State how many rows below contain the string "player", matching case exactly. Reply with the number alone.
::::::
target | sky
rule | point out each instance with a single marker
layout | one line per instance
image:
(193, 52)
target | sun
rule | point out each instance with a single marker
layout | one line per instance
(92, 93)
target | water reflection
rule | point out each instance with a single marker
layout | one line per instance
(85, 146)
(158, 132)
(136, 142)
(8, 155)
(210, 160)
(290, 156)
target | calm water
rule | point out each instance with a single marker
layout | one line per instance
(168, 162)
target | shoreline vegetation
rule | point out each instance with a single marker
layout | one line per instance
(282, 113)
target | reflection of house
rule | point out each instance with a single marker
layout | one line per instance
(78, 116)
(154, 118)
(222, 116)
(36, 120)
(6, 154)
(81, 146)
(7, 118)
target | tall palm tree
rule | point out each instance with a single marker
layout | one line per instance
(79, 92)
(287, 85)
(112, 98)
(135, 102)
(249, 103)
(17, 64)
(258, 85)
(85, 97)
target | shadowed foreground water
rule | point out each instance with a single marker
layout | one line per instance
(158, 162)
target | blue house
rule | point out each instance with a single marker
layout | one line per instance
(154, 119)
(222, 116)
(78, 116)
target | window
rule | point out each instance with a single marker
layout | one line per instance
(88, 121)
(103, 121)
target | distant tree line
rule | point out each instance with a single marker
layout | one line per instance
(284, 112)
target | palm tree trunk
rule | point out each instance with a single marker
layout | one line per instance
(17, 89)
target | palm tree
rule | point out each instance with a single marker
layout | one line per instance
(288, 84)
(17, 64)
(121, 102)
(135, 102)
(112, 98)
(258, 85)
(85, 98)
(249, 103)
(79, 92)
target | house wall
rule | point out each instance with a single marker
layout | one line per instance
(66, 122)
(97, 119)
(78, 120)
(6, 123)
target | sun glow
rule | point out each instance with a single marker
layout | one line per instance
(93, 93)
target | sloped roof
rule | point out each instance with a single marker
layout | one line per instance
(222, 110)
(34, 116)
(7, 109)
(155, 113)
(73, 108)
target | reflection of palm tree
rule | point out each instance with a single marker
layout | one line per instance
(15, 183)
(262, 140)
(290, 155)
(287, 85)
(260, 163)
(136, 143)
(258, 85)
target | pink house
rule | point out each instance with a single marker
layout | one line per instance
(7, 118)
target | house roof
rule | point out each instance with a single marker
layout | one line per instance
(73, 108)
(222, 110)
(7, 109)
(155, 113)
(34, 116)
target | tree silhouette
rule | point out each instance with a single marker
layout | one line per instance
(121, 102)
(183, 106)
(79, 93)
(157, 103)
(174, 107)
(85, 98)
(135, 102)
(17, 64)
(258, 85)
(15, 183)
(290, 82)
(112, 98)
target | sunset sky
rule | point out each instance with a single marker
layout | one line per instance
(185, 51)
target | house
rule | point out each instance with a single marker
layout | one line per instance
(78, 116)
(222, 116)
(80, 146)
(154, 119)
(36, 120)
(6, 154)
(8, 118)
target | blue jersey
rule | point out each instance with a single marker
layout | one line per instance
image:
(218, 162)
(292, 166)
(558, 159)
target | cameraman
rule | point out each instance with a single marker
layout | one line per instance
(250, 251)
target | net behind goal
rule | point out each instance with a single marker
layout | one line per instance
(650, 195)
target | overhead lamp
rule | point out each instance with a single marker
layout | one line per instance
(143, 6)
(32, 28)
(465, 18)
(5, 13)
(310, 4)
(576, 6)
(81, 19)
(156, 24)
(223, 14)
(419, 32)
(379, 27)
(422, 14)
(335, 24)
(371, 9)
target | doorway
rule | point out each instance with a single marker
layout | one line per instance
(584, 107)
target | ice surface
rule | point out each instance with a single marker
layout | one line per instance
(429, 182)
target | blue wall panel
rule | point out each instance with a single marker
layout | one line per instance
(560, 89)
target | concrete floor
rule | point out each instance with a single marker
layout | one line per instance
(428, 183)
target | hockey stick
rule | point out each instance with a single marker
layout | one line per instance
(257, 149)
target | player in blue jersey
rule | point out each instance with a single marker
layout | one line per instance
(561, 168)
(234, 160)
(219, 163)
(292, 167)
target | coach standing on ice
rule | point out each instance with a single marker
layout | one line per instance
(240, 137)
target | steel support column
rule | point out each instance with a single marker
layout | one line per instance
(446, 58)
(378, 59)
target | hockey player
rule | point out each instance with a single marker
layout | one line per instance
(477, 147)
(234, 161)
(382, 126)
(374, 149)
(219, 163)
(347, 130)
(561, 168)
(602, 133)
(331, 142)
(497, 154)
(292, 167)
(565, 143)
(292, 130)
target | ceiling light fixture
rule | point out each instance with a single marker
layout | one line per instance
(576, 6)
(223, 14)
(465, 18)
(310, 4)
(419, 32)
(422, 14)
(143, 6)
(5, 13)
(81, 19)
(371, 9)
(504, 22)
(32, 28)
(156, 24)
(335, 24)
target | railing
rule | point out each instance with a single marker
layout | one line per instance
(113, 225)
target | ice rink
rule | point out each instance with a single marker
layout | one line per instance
::::::
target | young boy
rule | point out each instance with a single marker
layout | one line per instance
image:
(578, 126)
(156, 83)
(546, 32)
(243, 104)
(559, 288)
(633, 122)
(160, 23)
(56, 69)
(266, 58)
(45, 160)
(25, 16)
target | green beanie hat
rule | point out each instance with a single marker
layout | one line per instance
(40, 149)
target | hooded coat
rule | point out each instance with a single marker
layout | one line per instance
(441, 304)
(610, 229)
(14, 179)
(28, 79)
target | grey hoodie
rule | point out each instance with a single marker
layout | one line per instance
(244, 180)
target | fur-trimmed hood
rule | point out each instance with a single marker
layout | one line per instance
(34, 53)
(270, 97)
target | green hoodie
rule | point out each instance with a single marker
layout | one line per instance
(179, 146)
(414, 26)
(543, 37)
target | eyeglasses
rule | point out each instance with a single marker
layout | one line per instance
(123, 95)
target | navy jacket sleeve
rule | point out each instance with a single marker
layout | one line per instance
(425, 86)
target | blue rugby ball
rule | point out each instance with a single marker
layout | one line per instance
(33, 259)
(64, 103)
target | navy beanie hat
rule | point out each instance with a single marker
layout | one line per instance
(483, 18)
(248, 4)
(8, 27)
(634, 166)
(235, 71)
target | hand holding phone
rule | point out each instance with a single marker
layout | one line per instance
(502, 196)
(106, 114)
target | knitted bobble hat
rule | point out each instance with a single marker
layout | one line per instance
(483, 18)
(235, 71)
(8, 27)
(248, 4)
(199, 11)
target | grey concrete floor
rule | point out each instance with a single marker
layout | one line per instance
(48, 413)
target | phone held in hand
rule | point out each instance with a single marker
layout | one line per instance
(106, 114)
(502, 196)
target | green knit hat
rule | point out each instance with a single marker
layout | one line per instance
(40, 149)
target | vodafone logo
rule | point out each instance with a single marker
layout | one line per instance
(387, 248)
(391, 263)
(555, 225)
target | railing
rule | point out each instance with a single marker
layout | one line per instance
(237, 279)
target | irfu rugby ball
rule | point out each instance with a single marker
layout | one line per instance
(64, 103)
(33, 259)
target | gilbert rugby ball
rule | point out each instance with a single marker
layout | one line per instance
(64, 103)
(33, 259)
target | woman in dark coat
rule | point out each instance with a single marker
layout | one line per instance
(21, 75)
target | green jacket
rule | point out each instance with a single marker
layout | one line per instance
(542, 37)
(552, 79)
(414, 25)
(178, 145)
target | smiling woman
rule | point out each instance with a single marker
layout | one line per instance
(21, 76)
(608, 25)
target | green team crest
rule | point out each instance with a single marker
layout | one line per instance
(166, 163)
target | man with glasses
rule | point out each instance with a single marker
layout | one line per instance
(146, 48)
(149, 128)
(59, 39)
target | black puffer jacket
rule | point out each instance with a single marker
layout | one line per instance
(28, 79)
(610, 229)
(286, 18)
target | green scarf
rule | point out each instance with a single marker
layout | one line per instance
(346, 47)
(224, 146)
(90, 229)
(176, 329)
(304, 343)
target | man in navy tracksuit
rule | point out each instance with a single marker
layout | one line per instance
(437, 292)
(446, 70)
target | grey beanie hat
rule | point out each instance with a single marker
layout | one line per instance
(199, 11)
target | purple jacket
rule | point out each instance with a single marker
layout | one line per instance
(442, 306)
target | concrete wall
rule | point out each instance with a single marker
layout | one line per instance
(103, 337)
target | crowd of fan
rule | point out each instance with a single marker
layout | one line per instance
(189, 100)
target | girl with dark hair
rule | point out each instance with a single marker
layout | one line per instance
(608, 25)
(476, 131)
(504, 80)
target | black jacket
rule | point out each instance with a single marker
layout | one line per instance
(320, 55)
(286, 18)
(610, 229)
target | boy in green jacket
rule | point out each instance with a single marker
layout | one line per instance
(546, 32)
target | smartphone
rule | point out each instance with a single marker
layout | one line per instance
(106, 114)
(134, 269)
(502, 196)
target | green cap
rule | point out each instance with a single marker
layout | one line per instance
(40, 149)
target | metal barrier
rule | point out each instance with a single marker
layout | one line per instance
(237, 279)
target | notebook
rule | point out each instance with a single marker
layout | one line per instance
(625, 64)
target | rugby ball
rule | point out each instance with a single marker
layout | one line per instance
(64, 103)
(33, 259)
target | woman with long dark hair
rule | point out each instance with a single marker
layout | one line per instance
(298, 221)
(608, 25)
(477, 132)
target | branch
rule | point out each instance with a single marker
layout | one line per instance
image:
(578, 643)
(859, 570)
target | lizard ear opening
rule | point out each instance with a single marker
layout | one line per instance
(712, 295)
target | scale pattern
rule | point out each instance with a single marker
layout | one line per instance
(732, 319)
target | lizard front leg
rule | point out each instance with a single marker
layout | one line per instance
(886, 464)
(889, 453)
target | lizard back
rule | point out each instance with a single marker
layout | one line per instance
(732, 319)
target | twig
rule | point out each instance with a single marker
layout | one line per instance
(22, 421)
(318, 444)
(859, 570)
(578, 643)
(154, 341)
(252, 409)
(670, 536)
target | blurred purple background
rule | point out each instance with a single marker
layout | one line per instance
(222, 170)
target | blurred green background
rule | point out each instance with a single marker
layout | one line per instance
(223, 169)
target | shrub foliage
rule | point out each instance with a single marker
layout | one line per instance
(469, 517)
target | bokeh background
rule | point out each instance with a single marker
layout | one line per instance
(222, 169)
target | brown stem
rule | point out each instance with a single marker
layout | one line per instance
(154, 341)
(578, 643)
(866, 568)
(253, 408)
::::::
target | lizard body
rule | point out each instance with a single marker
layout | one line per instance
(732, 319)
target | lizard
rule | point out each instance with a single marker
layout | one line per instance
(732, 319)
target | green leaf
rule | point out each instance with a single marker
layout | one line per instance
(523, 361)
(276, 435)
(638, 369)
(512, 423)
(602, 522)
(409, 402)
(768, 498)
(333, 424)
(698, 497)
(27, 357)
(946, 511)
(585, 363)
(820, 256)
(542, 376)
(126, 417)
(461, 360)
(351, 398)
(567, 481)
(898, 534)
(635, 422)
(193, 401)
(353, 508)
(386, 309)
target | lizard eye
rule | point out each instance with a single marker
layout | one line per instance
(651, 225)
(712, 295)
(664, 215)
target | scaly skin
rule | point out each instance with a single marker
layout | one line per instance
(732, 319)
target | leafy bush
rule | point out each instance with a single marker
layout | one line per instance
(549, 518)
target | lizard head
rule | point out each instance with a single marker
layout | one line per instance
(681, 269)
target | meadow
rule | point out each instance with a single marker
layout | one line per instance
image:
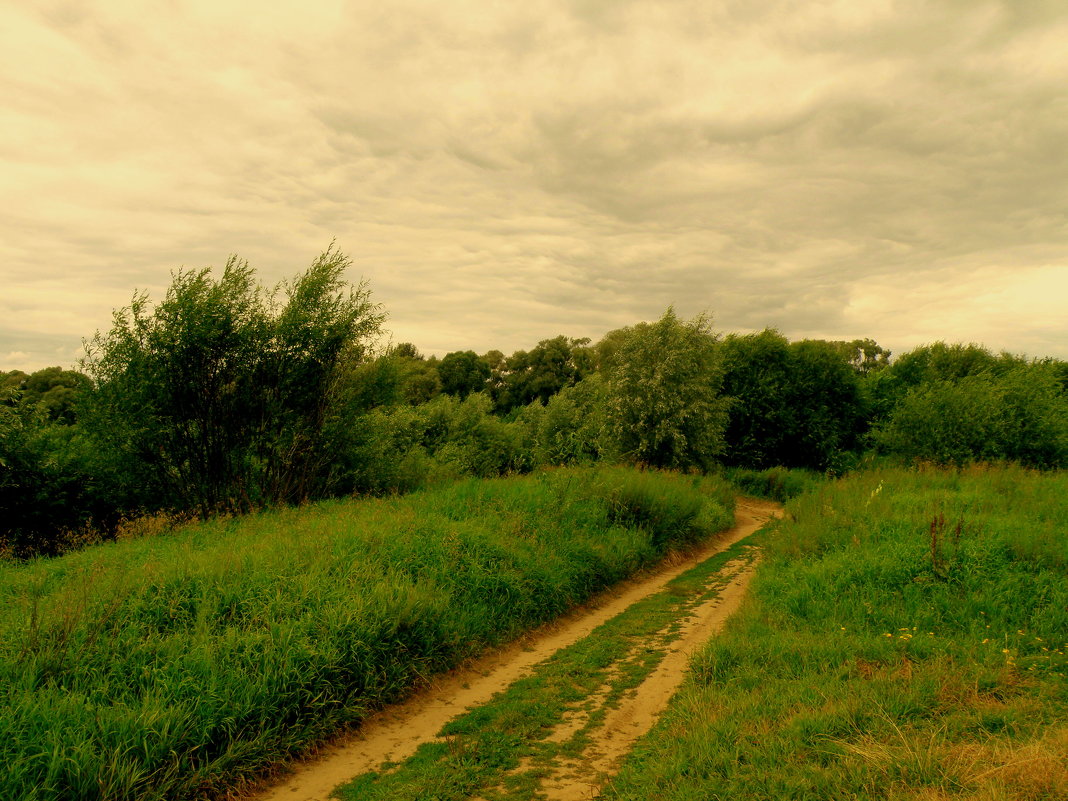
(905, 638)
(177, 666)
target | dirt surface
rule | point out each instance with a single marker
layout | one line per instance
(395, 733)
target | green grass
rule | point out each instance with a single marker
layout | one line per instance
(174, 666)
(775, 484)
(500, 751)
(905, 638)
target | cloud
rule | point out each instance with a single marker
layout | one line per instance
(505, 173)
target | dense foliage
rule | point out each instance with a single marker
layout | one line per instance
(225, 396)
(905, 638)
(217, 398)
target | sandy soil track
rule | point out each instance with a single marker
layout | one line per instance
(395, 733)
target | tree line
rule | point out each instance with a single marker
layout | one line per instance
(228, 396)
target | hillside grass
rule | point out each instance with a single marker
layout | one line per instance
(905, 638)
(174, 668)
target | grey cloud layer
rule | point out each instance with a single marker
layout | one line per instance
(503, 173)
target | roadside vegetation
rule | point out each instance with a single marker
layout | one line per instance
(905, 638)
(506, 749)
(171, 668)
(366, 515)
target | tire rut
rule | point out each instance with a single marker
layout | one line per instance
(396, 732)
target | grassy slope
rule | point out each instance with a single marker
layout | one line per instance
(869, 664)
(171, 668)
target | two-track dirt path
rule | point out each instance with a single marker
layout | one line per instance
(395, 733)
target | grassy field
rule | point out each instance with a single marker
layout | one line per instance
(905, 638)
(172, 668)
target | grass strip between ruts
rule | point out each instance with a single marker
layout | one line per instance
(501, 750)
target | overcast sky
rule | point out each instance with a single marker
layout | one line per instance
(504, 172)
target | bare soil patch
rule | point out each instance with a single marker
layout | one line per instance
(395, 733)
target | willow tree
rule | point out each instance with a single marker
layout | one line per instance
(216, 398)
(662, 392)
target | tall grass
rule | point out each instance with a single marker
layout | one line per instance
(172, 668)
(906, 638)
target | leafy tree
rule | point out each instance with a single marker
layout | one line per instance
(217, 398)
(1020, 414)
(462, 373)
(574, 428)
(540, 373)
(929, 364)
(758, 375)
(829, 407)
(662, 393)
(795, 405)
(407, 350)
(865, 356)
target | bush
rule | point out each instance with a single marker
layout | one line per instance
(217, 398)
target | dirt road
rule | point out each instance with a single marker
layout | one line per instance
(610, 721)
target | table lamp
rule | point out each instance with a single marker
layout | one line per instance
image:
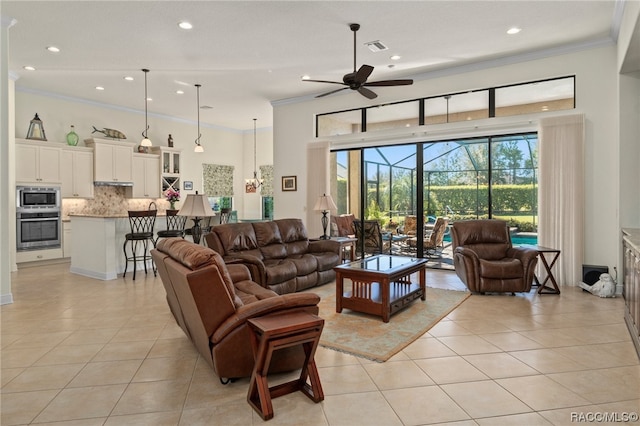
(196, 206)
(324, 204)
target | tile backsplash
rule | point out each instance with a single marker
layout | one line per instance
::::::
• WRITTEN ANSWER: 2